Return every line of the records that contains the word "white".
--- BEGIN ---
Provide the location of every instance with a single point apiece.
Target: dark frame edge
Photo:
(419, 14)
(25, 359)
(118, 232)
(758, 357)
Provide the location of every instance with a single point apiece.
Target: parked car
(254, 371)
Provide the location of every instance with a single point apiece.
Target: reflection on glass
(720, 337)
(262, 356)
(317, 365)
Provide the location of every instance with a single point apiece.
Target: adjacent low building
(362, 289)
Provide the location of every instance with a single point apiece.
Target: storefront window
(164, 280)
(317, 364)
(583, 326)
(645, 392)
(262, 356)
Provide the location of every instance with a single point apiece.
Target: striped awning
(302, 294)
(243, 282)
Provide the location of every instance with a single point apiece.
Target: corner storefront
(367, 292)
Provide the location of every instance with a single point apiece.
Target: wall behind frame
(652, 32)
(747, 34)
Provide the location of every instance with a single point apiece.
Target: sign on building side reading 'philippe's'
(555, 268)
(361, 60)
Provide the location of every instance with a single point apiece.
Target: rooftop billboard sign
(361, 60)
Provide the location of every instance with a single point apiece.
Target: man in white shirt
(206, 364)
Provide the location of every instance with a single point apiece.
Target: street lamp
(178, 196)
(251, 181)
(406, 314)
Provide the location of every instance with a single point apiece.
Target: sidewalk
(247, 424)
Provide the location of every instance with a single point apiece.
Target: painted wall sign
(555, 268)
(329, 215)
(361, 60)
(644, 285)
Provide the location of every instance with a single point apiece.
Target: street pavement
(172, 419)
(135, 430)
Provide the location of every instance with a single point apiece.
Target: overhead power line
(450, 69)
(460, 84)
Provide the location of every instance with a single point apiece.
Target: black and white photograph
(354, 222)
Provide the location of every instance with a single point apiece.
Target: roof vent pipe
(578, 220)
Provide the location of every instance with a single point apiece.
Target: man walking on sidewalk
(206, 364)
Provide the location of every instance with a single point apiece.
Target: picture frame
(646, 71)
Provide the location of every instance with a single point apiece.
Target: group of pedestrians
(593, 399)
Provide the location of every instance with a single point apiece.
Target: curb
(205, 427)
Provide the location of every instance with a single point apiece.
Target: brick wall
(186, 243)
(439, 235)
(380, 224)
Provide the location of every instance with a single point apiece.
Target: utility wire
--- END ---
# Result below
Target: man in white shirt
Target: black and white photograph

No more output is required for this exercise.